El dúo Trump-Musk conforma el nuevo imperio del apartheid

Una protesta contra Donald Trump esta semana en Los Ángeles.

“Tomaremos el control” y “simplemente haremos limpieza”, declaró Donald Trump el martes 4 de febrero, en una conferencia de prensa que dio en la Casa Blanca en presencia de Benjamin Netanyahu, un perseguido de la justicia según el derecho internacional, contra quien el Tribunal Penal Internacional (TPI) ha emitido una orden de arresto por crímenes de guerra y crímenes contra la humanidad. Se refería a la Franja de Gaza, que imagina para el futuro como la Costa Azul o la Riviera de Oriente Próximo, un territorio liberado de su población, los palestinos, a los que expulsaría con muchas ganas a Egipto y Jordania.

Bajo la cuestión palestina se esconde el destino del mundo. El primer ministro israelí ha sido el primer jefe de gobierno recibido por el nuevo presidente de la primera potencia militar y económica del mundo, y ha recibido en Washington autorización explícita para continuar con los crímenes por los que ya está siendo perseguido: la limpieza étnica del pueblo palestino, que también se está llevando a cabo en Cisjordania con el asalto de los colonos y del ejército a los campos y las ciudades palestinas.

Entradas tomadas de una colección
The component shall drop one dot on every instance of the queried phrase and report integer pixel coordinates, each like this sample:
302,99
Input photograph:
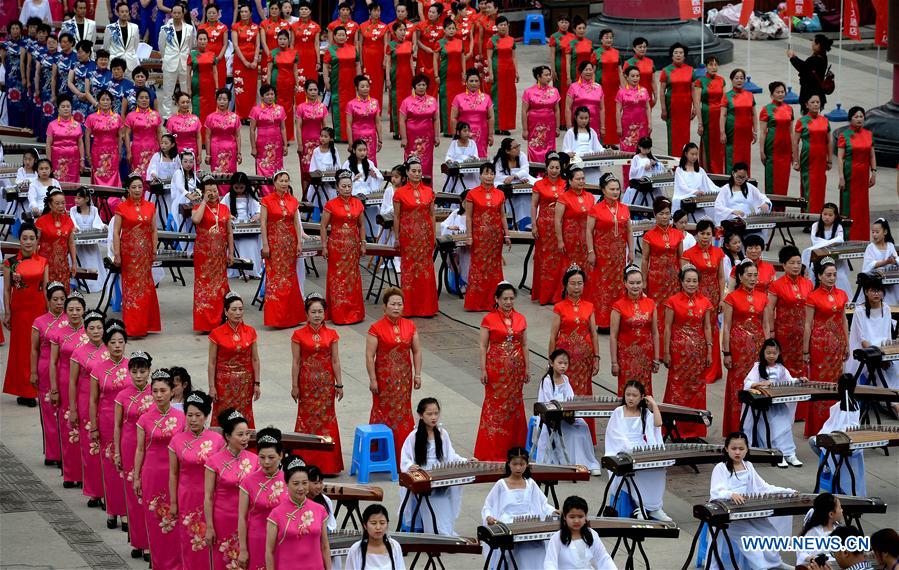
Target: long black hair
370,511
421,434
824,504
571,503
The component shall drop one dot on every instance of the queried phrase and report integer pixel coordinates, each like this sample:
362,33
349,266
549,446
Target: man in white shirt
122,38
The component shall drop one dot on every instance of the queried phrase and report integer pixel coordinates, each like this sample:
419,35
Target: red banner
746,12
690,9
850,20
881,21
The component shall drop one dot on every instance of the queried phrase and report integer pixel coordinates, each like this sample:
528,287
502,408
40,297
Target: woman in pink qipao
188,454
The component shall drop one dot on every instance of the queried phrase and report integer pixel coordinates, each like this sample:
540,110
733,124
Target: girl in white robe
637,422
462,148
581,139
515,496
86,218
690,179
376,550
732,480
575,447
426,448
768,370
576,546
244,206
881,254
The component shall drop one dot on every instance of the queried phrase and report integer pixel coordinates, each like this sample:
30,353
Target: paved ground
44,526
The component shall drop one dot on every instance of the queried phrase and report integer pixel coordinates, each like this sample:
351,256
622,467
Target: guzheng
603,407
784,393
721,512
472,472
867,437
846,250
668,455
410,542
505,535
292,441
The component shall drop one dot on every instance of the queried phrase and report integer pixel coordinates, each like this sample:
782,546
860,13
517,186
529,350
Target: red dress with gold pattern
610,242
547,281
708,263
392,405
416,237
283,297
140,307
210,267
503,423
828,347
487,220
687,349
344,282
746,338
635,352
54,245
234,375
315,408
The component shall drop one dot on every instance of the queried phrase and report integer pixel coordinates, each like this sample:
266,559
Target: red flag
690,9
746,12
850,20
881,7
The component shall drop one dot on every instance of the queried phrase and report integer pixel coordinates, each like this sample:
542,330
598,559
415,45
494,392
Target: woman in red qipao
687,346
413,223
662,250
487,229
504,372
610,248
634,334
547,272
708,260
608,61
390,368
675,86
317,383
281,245
233,366
56,238
573,330
24,277
245,37
134,243
825,322
343,246
212,255
744,333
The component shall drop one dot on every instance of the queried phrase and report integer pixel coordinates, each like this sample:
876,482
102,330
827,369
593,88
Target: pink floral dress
134,403
224,129
313,117
64,152
144,125
111,377
542,125
420,113
105,149
365,115
192,452
229,471
634,120
158,429
299,534
265,493
185,128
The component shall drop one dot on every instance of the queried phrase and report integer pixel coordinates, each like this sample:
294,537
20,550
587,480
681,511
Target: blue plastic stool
381,459
532,31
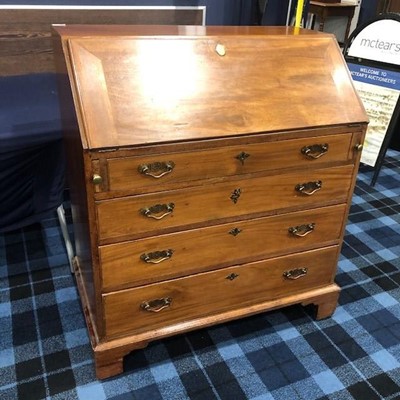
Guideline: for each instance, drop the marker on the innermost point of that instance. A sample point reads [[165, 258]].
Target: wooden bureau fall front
[[211, 171]]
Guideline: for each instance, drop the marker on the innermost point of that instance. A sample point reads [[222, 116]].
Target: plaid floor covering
[[45, 351]]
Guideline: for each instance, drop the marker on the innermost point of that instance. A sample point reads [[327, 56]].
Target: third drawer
[[182, 253]]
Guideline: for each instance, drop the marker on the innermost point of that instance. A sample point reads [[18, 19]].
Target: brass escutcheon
[[302, 230], [235, 195], [97, 179], [296, 273], [242, 157], [309, 188], [235, 231], [157, 256], [232, 276], [315, 151], [158, 211], [156, 305], [156, 169]]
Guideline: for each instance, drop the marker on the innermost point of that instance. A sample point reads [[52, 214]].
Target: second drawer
[[178, 254]]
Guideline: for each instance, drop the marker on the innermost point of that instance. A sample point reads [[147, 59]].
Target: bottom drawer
[[154, 306]]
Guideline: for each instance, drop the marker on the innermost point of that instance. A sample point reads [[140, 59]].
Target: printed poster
[[379, 90]]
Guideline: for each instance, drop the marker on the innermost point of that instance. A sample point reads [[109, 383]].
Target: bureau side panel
[[78, 162]]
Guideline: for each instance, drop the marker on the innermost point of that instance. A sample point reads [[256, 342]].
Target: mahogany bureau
[[211, 171]]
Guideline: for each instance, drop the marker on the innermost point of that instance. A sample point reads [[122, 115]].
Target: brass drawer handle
[[309, 188], [315, 150], [294, 274], [302, 230], [158, 211], [157, 256], [156, 169], [156, 305]]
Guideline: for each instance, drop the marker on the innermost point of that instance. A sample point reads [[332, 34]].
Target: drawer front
[[153, 214], [175, 301], [144, 174], [183, 253]]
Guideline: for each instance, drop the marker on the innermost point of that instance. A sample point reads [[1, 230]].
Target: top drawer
[[142, 174]]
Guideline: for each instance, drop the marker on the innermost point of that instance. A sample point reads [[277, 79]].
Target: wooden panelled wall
[[25, 34]]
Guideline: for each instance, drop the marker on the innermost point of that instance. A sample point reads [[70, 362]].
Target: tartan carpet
[[285, 354]]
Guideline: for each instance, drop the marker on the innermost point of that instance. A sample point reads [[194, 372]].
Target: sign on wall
[[373, 57], [379, 90]]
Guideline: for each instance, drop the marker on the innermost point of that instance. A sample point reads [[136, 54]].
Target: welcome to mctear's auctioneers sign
[[373, 58], [379, 91], [379, 41]]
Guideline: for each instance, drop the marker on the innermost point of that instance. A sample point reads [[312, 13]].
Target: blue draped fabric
[[31, 152]]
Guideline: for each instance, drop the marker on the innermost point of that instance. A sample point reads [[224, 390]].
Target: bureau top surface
[[138, 85]]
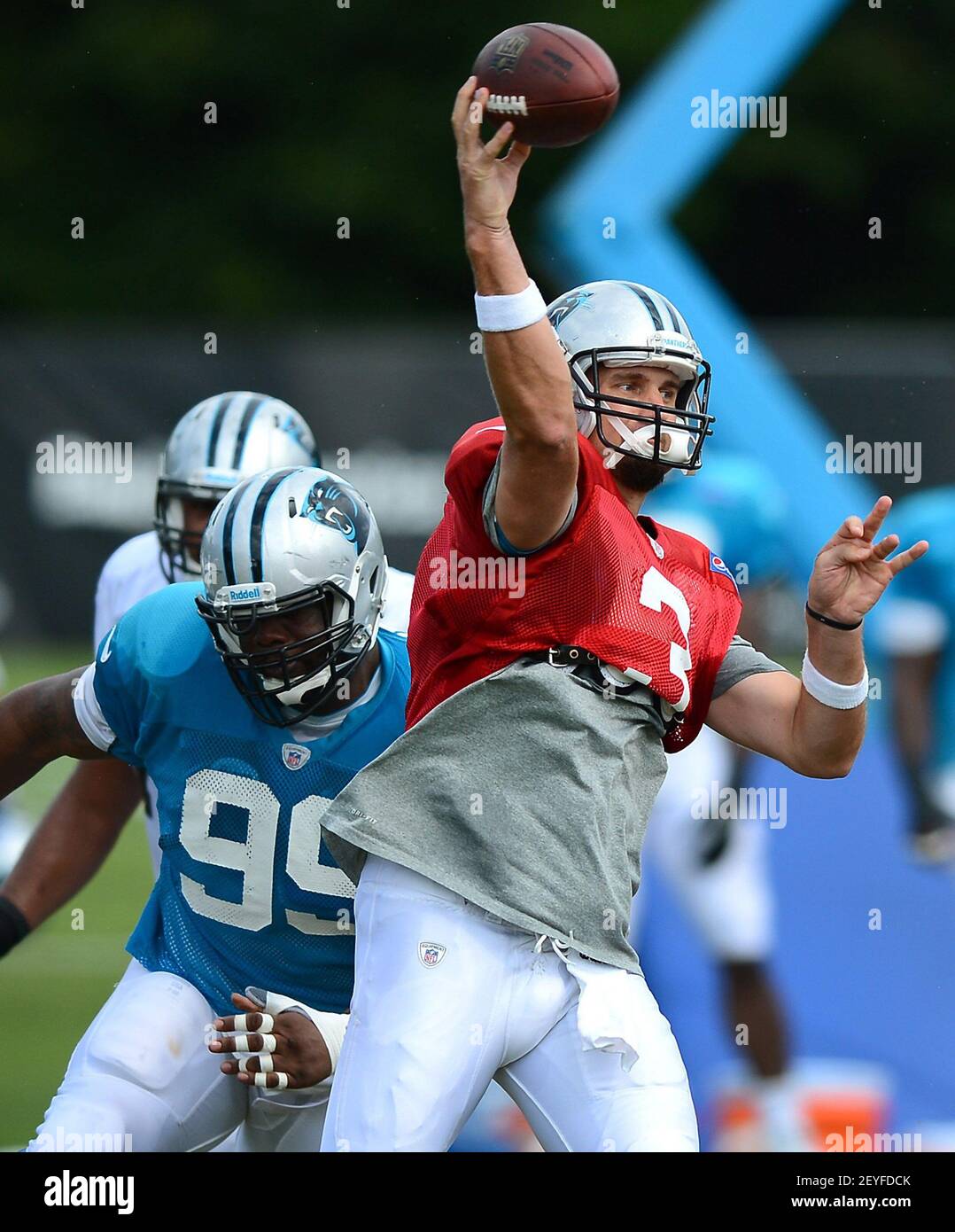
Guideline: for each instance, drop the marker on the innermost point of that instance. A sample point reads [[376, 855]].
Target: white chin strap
[[674, 442], [293, 697]]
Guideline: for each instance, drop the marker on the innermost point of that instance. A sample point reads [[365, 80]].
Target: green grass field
[[53, 983]]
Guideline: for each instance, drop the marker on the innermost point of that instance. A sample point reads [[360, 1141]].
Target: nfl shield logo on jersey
[[294, 755], [431, 953]]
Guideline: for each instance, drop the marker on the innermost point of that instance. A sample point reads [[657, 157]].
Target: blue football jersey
[[929, 515], [736, 508], [247, 893]]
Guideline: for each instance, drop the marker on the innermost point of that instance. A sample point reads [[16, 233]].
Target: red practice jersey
[[645, 599]]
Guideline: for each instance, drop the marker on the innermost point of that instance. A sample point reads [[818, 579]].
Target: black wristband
[[12, 925], [829, 621]]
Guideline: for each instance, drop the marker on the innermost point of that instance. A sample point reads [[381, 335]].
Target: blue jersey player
[[250, 698]]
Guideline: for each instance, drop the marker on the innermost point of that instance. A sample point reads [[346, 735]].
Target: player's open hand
[[487, 183], [285, 1051], [853, 569]]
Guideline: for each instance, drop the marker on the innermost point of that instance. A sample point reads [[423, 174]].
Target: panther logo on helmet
[[331, 505]]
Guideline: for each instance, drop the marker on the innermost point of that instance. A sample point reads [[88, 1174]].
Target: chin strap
[[641, 442]]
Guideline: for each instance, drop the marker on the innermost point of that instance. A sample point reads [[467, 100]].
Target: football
[[556, 85]]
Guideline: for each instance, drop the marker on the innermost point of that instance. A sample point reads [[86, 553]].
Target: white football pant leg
[[142, 1078], [284, 1121], [446, 995], [585, 1100], [427, 1018]]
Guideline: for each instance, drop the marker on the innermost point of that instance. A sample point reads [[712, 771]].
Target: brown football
[[554, 84]]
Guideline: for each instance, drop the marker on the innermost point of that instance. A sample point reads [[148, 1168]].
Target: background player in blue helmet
[[916, 629], [294, 579], [718, 866], [214, 446]]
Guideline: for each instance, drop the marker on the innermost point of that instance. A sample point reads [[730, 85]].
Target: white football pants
[[448, 998], [142, 1080]]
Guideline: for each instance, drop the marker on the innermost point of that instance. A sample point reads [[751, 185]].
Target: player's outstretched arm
[[527, 370], [816, 726], [37, 725], [73, 839]]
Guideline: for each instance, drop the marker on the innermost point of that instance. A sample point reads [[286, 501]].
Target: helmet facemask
[[180, 547], [645, 433], [287, 682]]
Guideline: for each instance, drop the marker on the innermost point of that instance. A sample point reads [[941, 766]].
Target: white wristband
[[500, 313], [829, 692]]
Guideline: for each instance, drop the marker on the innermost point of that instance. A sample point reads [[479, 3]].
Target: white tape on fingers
[[243, 1024], [262, 1080]]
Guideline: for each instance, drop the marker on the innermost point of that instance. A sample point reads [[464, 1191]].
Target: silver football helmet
[[280, 543], [214, 446], [622, 323]]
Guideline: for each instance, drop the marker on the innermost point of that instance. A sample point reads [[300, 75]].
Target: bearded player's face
[[641, 383]]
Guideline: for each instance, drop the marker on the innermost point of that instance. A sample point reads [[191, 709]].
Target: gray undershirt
[[528, 793]]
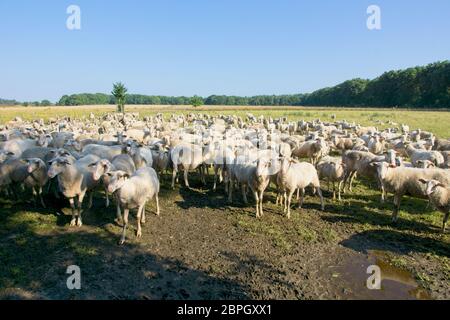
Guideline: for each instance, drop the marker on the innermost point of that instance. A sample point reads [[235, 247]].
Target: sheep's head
[[431, 185], [100, 168], [117, 179], [34, 164], [382, 168], [58, 165], [425, 164]]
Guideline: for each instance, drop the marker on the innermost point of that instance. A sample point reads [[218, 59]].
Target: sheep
[[75, 178], [415, 155], [188, 157], [297, 175], [103, 152], [333, 170], [102, 168], [36, 178], [401, 181], [133, 192], [439, 195], [441, 145], [255, 174], [358, 162], [313, 150]]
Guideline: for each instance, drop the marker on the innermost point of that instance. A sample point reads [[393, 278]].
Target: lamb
[[102, 168], [103, 152], [401, 181], [313, 150], [415, 155], [255, 174], [297, 175], [359, 162], [75, 178], [439, 195], [441, 145], [333, 170], [188, 157], [133, 192]]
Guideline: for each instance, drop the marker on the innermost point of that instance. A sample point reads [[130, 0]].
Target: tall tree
[[120, 92]]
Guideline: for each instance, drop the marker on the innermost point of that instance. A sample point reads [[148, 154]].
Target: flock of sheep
[[125, 157]]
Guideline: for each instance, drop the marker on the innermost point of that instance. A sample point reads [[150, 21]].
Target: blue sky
[[233, 47]]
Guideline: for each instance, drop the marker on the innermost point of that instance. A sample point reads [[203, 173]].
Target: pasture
[[202, 247]]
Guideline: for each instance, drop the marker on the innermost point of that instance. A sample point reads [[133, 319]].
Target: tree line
[[418, 87]]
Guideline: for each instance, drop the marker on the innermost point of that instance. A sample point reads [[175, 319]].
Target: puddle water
[[396, 283]]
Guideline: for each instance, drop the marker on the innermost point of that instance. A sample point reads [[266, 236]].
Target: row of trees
[[420, 87]]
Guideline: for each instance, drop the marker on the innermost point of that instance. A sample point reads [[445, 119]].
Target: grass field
[[435, 121], [201, 247]]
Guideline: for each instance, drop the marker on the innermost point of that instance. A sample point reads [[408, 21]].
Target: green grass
[[435, 121]]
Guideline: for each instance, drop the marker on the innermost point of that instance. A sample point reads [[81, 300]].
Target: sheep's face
[[382, 168], [57, 166], [34, 164], [100, 168], [431, 185], [117, 179]]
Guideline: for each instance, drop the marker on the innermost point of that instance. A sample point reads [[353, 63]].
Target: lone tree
[[119, 92], [196, 101]]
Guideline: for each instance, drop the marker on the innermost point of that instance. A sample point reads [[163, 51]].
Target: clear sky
[[233, 47]]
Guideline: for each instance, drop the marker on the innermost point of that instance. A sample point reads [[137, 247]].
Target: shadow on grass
[[35, 259], [396, 242]]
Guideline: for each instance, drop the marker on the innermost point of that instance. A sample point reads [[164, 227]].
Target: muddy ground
[[200, 247]]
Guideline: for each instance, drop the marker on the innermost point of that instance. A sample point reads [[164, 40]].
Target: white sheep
[[439, 195], [133, 192], [297, 175]]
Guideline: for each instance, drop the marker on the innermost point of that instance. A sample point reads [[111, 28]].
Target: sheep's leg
[[289, 199], [352, 177], [444, 222], [284, 201], [138, 218], [125, 225], [230, 190], [35, 197], [255, 194], [174, 175], [73, 222], [261, 197], [339, 190], [319, 192], [91, 194], [79, 205], [216, 172], [302, 196], [396, 207], [143, 213], [157, 204], [107, 197], [41, 198], [118, 218], [186, 182], [244, 193]]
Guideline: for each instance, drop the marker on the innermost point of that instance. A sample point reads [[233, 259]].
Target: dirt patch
[[202, 248]]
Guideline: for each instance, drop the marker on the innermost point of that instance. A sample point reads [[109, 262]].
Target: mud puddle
[[396, 283]]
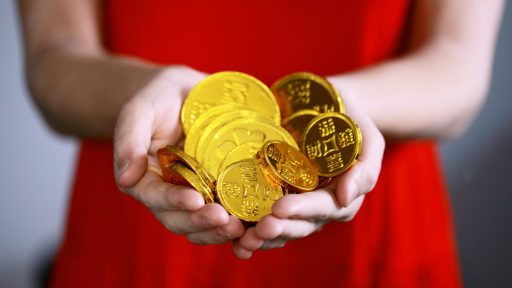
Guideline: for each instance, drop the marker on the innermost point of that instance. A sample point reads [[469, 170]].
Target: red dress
[[402, 236]]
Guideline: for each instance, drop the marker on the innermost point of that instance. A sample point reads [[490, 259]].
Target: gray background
[[36, 169]]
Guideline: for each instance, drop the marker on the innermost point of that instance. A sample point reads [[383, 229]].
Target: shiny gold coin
[[297, 122], [228, 88], [203, 121], [192, 179], [236, 133], [241, 152], [245, 193], [303, 90], [288, 166], [332, 142], [220, 122], [170, 154]]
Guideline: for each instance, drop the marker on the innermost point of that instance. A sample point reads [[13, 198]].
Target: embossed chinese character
[[314, 150], [330, 145], [324, 108], [305, 176], [326, 128], [250, 208], [345, 138], [235, 92], [232, 190], [299, 92], [334, 162], [198, 108], [268, 193], [286, 172], [248, 174]]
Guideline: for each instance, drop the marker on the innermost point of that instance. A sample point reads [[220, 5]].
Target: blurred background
[[37, 168]]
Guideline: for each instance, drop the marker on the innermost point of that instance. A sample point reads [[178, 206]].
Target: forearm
[[82, 93]]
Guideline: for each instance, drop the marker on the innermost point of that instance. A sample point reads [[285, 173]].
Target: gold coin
[[193, 180], [288, 166], [303, 90], [170, 154], [203, 121], [332, 142], [297, 122], [231, 88], [236, 133], [245, 193], [218, 123], [241, 152]]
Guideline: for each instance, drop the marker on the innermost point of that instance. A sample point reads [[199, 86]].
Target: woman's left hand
[[296, 216]]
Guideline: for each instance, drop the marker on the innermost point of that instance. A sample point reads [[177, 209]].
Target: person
[[410, 72]]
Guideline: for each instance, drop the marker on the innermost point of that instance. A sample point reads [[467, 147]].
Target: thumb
[[132, 138]]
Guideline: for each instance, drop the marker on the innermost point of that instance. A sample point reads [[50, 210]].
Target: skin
[[437, 87]]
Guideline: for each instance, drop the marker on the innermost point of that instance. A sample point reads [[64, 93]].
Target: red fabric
[[402, 236]]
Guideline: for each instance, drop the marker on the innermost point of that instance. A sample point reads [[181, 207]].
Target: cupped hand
[[299, 215], [149, 121]]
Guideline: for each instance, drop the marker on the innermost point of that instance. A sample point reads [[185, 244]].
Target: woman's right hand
[[149, 121]]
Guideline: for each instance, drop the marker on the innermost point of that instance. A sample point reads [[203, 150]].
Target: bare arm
[[78, 86], [436, 89]]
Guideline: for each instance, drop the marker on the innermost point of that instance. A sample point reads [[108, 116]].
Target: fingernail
[[124, 166], [225, 234]]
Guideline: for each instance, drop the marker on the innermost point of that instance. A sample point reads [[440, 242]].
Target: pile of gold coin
[[234, 133]]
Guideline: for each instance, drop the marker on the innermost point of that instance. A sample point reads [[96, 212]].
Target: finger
[[241, 252], [206, 218], [362, 177], [131, 142], [273, 244], [272, 228], [319, 206], [250, 241], [232, 230], [158, 195]]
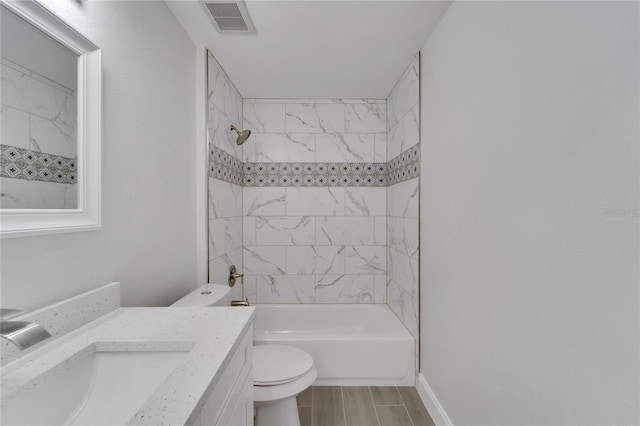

#### [Instrucciones y requisitos]
Continúa el texto sobre Trump, Netanyahu y Gaza a partir de su última frase. El listado no tiene relación con el texto.

#### [Respuesta al ejercicio]
Lejos de la destrucción de Hamás reivindicada tras el 7 de octubre, el objetivo de la guerra es en realidad la desaparición de Palestina, la destrucción de su idea misma, el borrado de su pueblo del territorio conquistado por Israel.

No se trata del enésimo golpe de efecto de un presidente excéntrico; es la verdad de una presidencia fascista.

El imperio contraataca, y es el imperio de una maldad política radical: la negación de toda humanidad común, el rechazo universal de la igualdad de derechos, la afirmación internacional de la ley del más fuerte, la proclamación de un poder sin límites ni principios. La segunda presidencia de Trump está llevando el imperialismo norteamericano a nuevas cotas al abrazar, sin dobles discursos ni fingimientos, el agresivo afán de conquista y dominación, la codicia y el interés propio, que subyace tras la pretensión de grandeza –económica, militar y cultural– de Estados Unidos sobre el resto del mundo.

Son apropiadas aquí las referencias a la saga cinematográfica Star Wars (esa guerra de las galaxias, de la que El imperio contraataca es el quinto episodio), dado que la ciencia ficción es el universo mental del nuevo feudalismo que, de la mano de Trump, ha conquistado el poder en Washington: una oligarquía tecnófila impulsada por la revolución digital hacia un inconmensurable nivel de riqueza que la ancla en la certeza de lo absoluto y la impunidad de su poder. Al igual que su representante más emblemático, Elon Musk, que ha comprado a fondo perdido su puesto de co-presidente no electo, está explícitamente en el lado oscuro de la fuerza.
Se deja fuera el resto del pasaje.